Passage fourni -
Cette doctrine, qui s’était appliquée aux successions ouvertes depuis le 29 juin 2010, conduisait à valoriser au jour du décès des contrats non dénoués dans la masse communautaire, et à faire supporter aux héritiers autres que le conjoint survivant des droits de succession sur des biens qui ne leur étaient pas transmis.
Pour cette raison, Bercy a rapporté sa doctrine et rétabli la neutralité fiscale attendue lors du premier décès dans sa réponse Ciot de 2016 (Rep. min. n° 78192 « Ciot », JOAN 23 févr. 2016, p. 1648). « Afin de garantir la neutralité fiscale pour l’ensemble des héritiers lors du décès du premier époux, il est admis, pour les successions ouvertes à compter du 1er janvier 2016, qu’au plan fiscal la valeur de rachat d’un contrat d’assurance-vie souscrit avec des fonds communs et non dénoué à la date du décès de l’époux bénéficiaire de ce contrat, ne soit pas intégrée à l’actif de la communauté conjugale lors de sa liquidation, et ne constitue donc pas un élément de l’actif successoral pour le calcul des droits de mutation dus par les héritiers de l’époux prédécédé ».

Travail demandé -
A. Recopiez le passage fourni en commençant par « Cette doctrine, qui » et en poursuivant jusqu'à « étaient pas transmis. ».
B. Pour chaque affirmation, indiquez si elle concorde avec le passage fourni (oui ou non) et citez les mots du passage qui tranchent : (i) la doctrine rapportée s'appliquait aux successions ouvertes depuis le 29 juin 2010 ; (ii) la réponse Ciot a paru au JOAN le 23 février 2015 ; (iii) selon la réponse Ciot, la valeur de rachat d'un contrat non dénoué est intégrée à l'actif de la communauté conjugale lors de sa liquidation.

Données fournies -
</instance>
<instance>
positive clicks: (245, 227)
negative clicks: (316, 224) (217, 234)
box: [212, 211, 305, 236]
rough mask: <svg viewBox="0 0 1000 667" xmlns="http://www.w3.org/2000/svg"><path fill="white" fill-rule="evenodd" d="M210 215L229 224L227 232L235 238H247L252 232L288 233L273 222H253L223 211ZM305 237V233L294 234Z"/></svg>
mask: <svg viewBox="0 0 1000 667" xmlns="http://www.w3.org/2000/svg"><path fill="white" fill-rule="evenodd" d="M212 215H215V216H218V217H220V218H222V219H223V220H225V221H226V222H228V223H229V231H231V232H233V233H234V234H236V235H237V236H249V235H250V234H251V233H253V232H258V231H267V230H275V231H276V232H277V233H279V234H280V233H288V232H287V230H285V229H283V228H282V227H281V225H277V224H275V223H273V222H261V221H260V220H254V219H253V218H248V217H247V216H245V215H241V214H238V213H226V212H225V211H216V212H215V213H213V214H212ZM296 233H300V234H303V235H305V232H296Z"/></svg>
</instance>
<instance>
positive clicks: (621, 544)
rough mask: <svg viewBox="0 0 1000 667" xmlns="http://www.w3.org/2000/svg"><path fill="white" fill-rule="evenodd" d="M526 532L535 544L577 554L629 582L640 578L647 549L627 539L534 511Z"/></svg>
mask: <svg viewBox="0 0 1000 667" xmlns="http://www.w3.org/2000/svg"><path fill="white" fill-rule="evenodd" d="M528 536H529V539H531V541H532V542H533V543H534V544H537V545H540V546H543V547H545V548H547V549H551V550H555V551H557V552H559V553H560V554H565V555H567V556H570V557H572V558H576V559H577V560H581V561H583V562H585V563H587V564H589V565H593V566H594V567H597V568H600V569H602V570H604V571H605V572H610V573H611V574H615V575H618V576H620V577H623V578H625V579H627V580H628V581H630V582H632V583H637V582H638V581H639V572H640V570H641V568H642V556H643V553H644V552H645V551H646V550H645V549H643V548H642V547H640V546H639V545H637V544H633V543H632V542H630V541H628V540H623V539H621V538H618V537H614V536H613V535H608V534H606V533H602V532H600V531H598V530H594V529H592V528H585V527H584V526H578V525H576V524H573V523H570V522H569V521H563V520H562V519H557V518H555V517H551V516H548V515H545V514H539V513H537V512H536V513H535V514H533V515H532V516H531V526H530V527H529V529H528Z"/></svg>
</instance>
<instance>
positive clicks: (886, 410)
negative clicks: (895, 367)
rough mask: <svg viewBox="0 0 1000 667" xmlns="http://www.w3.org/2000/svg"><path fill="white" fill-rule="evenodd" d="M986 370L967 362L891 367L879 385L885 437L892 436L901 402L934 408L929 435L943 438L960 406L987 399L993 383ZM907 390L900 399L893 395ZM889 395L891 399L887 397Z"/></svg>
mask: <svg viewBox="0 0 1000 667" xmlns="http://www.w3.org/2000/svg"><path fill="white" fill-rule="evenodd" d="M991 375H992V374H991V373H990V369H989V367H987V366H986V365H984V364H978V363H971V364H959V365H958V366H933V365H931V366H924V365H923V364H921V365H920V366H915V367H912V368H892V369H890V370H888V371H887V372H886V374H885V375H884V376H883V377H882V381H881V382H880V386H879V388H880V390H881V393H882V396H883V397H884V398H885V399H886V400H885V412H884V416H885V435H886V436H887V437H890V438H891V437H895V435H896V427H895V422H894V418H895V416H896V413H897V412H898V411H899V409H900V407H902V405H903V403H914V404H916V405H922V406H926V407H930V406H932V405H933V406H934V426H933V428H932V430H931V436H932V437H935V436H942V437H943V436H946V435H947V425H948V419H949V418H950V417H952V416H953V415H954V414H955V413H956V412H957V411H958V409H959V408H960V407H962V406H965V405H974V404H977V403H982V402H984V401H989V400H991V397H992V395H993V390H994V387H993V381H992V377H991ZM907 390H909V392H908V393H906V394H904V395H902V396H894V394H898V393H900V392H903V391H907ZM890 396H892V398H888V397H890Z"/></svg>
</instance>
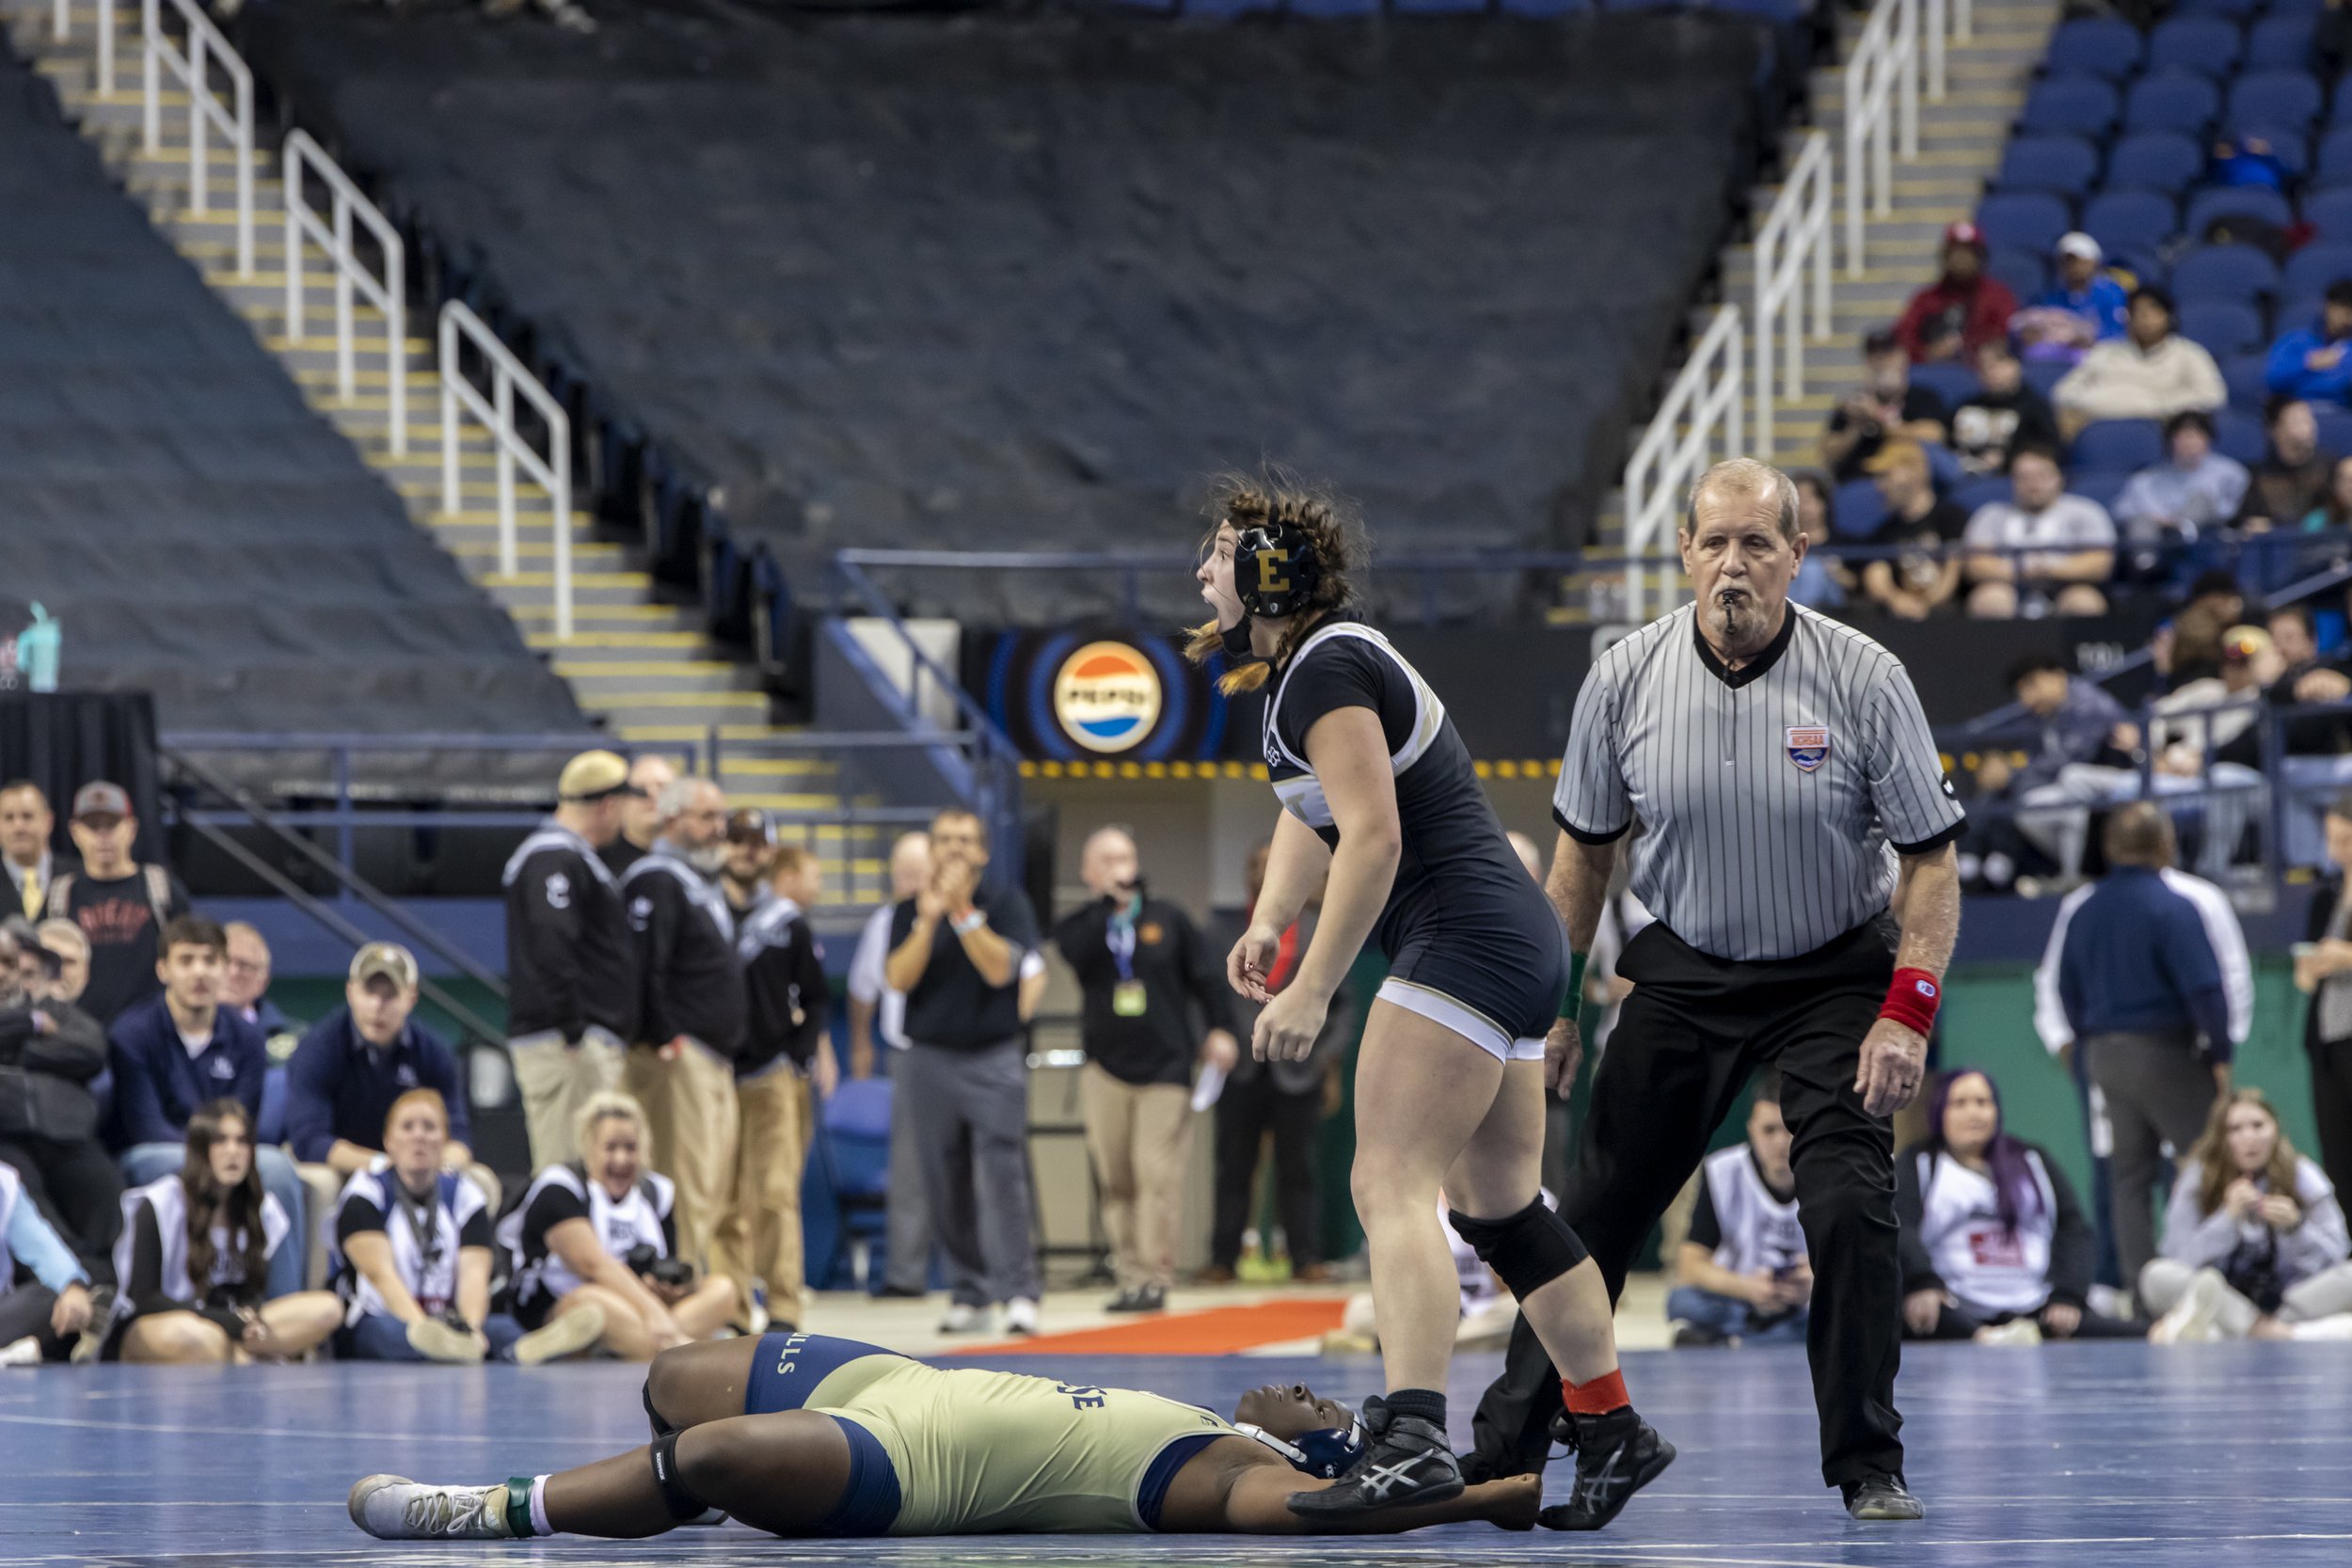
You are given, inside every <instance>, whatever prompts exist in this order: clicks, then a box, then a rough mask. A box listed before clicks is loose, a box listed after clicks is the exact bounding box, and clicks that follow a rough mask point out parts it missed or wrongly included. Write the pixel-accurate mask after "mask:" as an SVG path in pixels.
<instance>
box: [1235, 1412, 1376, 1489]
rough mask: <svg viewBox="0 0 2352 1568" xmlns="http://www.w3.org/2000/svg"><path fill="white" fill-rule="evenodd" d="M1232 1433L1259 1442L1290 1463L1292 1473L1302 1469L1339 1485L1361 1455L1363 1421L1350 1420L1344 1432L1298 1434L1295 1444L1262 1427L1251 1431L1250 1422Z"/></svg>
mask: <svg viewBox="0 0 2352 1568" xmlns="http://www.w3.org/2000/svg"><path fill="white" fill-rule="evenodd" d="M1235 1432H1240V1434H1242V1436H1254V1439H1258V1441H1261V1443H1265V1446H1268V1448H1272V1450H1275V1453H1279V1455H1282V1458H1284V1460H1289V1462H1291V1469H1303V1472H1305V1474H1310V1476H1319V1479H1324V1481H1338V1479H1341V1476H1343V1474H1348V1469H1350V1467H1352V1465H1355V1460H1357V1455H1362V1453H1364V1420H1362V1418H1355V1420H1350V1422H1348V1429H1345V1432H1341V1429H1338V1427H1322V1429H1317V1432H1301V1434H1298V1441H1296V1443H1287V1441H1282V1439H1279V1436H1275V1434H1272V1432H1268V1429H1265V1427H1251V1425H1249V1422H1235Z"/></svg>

Résultats par tâche -
A.
Cette doctrine, qui s’était appliquée aux successions ouvertes depuis le 29 juin 2010, conduisait à valoriser au jour du décès des contrats non dénoués dans la masse communautaire, et à faire supporter aux héritiers autres que le conjoint survivant des droits de succession sur des biens qui ne leur étaient pas transmis.

B.
(i) Oui : « qui s’était appliquée aux successions ouvertes depuis le 29 juin 2010 ».
(ii) Non : « JOAN 23 févr. 2016 ».
(iii) Non : « ne soit pas intégrée à l’actif de la communauté conjugale lors de sa liquidation ».